Records to use>
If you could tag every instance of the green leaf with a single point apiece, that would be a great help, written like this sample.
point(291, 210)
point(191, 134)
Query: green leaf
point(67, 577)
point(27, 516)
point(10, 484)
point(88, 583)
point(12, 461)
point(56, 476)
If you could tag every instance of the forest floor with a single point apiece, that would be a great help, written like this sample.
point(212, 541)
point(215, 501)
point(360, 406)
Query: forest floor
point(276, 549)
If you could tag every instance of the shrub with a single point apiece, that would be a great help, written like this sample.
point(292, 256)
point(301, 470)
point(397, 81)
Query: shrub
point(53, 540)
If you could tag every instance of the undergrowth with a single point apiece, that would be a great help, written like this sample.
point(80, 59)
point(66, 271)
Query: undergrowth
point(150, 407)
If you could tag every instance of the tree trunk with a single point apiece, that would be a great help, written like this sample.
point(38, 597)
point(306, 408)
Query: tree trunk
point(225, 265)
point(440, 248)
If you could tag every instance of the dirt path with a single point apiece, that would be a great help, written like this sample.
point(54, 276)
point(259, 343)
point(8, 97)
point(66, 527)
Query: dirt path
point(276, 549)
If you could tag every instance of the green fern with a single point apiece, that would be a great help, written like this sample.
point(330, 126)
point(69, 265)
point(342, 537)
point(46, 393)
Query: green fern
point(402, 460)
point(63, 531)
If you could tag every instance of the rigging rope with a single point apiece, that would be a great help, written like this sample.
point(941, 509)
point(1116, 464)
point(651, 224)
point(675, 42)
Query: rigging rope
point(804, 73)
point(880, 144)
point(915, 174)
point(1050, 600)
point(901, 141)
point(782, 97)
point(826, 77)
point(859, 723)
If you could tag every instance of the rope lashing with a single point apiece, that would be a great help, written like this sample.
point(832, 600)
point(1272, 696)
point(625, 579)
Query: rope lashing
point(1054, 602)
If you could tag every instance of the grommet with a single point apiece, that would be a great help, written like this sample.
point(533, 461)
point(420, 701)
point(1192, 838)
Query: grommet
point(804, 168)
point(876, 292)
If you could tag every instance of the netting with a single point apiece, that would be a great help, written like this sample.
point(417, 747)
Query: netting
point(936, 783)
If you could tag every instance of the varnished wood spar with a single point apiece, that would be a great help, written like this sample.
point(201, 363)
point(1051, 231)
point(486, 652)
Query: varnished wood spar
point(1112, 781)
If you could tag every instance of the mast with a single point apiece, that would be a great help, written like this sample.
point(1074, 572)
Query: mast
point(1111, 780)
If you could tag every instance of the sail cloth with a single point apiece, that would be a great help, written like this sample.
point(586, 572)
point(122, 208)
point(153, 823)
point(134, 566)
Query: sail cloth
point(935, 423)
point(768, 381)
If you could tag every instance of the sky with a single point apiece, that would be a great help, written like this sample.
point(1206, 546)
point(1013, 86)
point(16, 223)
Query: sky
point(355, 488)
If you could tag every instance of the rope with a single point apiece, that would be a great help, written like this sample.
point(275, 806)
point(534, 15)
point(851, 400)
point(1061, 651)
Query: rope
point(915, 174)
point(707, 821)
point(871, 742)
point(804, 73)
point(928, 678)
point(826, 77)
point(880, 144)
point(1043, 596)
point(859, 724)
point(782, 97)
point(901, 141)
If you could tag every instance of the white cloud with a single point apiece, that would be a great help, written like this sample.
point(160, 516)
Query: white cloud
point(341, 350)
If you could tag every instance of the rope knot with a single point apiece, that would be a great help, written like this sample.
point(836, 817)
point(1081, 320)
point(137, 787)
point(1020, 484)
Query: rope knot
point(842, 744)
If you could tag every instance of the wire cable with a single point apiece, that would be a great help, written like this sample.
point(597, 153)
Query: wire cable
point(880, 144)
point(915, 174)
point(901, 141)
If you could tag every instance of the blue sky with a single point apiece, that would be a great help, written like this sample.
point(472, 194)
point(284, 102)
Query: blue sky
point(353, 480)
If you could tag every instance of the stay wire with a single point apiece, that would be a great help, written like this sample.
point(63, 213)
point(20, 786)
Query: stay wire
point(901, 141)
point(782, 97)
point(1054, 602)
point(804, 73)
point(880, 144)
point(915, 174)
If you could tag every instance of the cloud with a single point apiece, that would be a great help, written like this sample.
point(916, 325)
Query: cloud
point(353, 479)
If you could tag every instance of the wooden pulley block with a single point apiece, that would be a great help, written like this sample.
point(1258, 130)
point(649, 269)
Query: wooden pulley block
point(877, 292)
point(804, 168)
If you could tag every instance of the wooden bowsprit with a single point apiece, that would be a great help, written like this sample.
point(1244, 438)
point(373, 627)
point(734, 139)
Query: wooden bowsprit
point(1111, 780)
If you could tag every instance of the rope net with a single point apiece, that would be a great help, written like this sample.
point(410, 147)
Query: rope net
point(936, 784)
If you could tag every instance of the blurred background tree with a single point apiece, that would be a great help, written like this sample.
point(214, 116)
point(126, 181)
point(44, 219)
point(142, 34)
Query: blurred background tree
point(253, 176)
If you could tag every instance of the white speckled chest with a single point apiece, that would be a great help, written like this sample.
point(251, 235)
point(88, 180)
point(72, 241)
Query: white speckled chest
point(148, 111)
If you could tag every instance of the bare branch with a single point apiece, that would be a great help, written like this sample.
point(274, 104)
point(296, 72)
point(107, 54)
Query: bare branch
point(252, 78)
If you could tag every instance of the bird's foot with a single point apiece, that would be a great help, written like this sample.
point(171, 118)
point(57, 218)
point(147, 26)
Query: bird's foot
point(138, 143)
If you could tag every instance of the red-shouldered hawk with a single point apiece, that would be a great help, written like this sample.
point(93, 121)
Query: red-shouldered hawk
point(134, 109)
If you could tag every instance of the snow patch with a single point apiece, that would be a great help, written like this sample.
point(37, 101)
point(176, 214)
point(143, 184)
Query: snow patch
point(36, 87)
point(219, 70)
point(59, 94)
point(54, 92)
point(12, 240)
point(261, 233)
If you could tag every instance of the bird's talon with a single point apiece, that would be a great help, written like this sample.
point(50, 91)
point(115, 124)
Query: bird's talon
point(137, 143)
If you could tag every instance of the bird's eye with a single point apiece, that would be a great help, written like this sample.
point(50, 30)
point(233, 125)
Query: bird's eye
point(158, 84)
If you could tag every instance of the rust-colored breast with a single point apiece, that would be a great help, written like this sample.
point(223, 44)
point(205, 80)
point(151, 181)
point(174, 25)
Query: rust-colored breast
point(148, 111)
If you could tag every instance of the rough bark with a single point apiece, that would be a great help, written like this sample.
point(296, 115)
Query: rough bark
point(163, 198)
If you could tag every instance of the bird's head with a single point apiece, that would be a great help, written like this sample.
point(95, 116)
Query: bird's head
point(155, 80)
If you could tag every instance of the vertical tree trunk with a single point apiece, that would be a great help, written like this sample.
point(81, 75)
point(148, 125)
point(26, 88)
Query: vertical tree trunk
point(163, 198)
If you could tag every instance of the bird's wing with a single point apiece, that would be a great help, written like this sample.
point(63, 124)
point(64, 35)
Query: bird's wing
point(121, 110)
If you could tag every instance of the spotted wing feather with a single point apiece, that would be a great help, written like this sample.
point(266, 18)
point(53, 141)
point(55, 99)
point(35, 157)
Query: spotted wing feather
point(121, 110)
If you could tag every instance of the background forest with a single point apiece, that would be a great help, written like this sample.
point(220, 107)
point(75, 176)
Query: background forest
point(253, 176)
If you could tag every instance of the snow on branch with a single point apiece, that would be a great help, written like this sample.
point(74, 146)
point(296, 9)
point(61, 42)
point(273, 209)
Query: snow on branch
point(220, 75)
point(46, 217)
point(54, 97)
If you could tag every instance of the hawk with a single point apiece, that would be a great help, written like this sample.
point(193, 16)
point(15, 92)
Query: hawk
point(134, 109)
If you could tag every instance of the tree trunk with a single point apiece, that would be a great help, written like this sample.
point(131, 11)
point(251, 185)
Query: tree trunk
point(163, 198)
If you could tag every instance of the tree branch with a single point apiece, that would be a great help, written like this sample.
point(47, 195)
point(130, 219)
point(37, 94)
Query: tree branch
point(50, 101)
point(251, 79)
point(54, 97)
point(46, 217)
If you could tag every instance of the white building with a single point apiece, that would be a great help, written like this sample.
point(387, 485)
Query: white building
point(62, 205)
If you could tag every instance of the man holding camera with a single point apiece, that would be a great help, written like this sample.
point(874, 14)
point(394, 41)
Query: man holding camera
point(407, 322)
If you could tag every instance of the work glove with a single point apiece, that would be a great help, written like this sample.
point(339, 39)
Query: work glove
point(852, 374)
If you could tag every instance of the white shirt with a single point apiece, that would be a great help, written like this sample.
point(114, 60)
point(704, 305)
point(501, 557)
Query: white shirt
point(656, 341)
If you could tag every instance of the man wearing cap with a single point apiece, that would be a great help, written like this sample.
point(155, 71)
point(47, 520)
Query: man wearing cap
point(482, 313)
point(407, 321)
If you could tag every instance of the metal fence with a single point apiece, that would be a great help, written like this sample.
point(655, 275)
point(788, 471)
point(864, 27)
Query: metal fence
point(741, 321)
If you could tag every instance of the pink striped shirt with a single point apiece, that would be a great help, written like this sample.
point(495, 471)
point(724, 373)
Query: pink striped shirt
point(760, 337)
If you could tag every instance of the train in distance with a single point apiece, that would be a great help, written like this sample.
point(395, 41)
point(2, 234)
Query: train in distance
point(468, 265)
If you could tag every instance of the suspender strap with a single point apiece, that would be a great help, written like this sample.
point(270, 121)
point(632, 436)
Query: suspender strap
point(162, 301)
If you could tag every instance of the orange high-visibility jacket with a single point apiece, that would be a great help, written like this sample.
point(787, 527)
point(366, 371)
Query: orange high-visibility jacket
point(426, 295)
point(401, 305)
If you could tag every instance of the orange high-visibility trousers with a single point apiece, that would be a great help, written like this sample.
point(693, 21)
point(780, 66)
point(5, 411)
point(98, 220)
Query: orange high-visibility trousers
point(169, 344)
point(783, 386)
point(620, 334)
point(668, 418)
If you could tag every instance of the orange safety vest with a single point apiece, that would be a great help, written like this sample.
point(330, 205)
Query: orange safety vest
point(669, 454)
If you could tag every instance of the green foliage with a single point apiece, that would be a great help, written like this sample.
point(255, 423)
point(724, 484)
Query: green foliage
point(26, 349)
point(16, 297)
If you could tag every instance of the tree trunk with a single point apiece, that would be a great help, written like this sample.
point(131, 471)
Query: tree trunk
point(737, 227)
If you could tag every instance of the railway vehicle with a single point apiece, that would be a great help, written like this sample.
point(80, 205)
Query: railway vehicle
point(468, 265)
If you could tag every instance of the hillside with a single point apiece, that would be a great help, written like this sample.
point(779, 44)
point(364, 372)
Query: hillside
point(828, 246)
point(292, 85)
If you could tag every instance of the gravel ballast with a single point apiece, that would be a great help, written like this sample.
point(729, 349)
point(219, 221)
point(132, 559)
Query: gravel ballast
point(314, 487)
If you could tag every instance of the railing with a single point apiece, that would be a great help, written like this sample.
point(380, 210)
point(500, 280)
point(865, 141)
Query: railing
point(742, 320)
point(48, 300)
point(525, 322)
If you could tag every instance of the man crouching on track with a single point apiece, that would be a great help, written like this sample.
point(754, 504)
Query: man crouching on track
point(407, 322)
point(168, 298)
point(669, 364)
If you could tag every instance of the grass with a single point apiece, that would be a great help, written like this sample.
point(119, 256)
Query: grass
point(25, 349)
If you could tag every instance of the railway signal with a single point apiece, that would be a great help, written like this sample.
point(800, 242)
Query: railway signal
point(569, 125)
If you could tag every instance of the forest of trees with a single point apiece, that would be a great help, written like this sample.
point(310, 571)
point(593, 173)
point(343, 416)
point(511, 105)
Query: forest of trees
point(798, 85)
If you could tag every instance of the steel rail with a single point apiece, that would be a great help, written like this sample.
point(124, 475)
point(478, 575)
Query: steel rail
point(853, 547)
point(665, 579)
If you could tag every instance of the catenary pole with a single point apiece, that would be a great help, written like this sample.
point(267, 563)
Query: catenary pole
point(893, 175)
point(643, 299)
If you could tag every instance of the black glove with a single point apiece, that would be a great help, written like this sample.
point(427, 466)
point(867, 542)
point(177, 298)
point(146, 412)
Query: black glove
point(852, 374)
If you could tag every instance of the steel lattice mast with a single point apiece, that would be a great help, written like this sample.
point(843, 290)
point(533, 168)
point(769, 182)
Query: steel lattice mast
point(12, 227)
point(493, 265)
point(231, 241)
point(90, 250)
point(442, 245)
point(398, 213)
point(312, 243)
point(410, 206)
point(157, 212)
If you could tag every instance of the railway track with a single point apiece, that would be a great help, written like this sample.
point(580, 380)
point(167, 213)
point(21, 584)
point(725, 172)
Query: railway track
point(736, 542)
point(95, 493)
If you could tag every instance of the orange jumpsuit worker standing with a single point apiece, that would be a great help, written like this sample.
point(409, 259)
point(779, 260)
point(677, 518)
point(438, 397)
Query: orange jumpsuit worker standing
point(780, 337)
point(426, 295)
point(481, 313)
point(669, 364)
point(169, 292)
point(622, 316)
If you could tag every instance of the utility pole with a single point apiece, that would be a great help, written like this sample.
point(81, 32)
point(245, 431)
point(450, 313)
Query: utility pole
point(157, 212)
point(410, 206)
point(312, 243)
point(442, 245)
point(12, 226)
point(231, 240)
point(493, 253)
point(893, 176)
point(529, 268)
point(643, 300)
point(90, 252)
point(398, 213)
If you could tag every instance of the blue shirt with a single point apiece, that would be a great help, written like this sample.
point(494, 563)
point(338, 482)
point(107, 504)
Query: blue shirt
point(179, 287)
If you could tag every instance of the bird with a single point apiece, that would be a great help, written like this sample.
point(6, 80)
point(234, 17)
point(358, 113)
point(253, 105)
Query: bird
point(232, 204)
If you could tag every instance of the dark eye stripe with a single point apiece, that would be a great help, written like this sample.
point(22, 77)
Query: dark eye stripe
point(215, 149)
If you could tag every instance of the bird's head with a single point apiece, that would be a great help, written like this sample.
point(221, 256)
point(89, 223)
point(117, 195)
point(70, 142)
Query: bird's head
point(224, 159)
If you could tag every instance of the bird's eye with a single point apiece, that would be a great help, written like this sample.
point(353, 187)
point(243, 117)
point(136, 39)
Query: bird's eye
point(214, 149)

Stated goal> Give back exactly the lines beginning at the one with "If you could tag every instance of the dark" and ending at the final line of the material; both boundary lines belong in it.

Answer to the problem>
If you could tag every instance of the dark eye stripe with a single point apiece, that would be a great help, written like this sample.
point(22, 77)
Query: dark eye stripe
point(215, 149)
If you could tag every instance of the bird's head with a single point apiece, that would be a great help, written like this sample.
point(221, 256)
point(89, 223)
point(117, 195)
point(70, 142)
Query: bird's head
point(224, 159)
If you could tag every instance of the bird's eye with a single point apiece, that would be a great help, written like this sample.
point(353, 187)
point(243, 117)
point(136, 39)
Query: bird's eye
point(214, 149)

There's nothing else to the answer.